**Source material**
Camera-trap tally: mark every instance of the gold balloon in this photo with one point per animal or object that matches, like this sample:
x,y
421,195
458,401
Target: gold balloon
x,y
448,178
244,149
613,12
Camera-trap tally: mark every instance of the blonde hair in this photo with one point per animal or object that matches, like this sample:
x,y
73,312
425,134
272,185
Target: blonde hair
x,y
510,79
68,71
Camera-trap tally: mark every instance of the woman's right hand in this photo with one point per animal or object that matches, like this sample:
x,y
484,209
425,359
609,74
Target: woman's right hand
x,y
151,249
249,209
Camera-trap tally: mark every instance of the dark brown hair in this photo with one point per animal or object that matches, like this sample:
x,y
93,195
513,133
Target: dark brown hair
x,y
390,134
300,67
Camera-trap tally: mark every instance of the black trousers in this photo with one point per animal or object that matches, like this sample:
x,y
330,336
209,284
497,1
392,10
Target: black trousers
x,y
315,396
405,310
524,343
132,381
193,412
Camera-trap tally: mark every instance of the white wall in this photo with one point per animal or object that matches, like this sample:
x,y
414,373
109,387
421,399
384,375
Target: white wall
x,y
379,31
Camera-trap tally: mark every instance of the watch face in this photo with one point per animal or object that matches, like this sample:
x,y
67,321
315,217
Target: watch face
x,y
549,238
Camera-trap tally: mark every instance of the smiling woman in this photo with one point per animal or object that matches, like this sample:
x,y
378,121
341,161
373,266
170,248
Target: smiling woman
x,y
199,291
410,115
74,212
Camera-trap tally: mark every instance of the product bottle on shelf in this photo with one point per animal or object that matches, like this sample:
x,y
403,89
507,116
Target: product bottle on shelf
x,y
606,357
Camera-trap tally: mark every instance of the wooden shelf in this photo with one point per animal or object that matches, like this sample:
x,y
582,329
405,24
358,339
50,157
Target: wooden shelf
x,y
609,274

**Your goal**
Rewrite all the items above with every "Camera-trap tally" changed to "Point count", keeping everything else the same.

**Task output**
Point count: mark every instance of the gold balloon in this photo with one point per animal or object that matches, like this sample:
x,y
421,195
458,401
Target: gold balloon
x,y
448,178
244,149
613,12
Point count: mark every instance of the blonde hair in this photo with one point per animal or object that matches, like this sample:
x,y
73,312
425,134
272,185
Target: blonde hair
x,y
510,79
68,71
Point count: mark every instance of the woman's right hand in this photo with one point per animal or object that matches, like this sample:
x,y
484,209
425,359
609,74
Target: woman's right hand
x,y
151,249
249,209
Point count: mark every instance of the dark brown hair in this photo with one point per animal or object that matches, like this sample:
x,y
93,195
513,133
Target: dark brown hair
x,y
390,134
300,67
Point count: mark every instance of the black trousers in this photo with one point per animal or object that matches, like this sample:
x,y
330,336
209,284
497,1
392,10
Target: black trousers
x,y
315,396
405,310
524,343
132,381
193,412
Point count: mark every instance of the white wall in this photo with one point per animal or object that matches, like this sample:
x,y
414,373
109,387
421,399
384,375
Target: white wall
x,y
379,31
Point count: mark every instance of the watch face in this photo with one point per animal or object that matches, like this sample:
x,y
67,321
315,217
Target: watch face
x,y
549,238
Point count: mark every instance of the smiling woman in this photo with one point per animal or object that matches, like this sample:
x,y
378,121
341,161
373,266
170,248
Target: smiling woman
x,y
199,291
410,115
74,212
Point count: mark every instance of the product bottle on shelf in this photo with one point per animal or object that matches, like this sample:
x,y
403,89
507,116
Target: product bottle on shelf
x,y
606,357
Point count: mark every instance of the wooden shelf in this photo with one point per animal or object that matches, like this sample:
x,y
582,329
405,24
358,339
50,157
Target: wooden shelf
x,y
609,274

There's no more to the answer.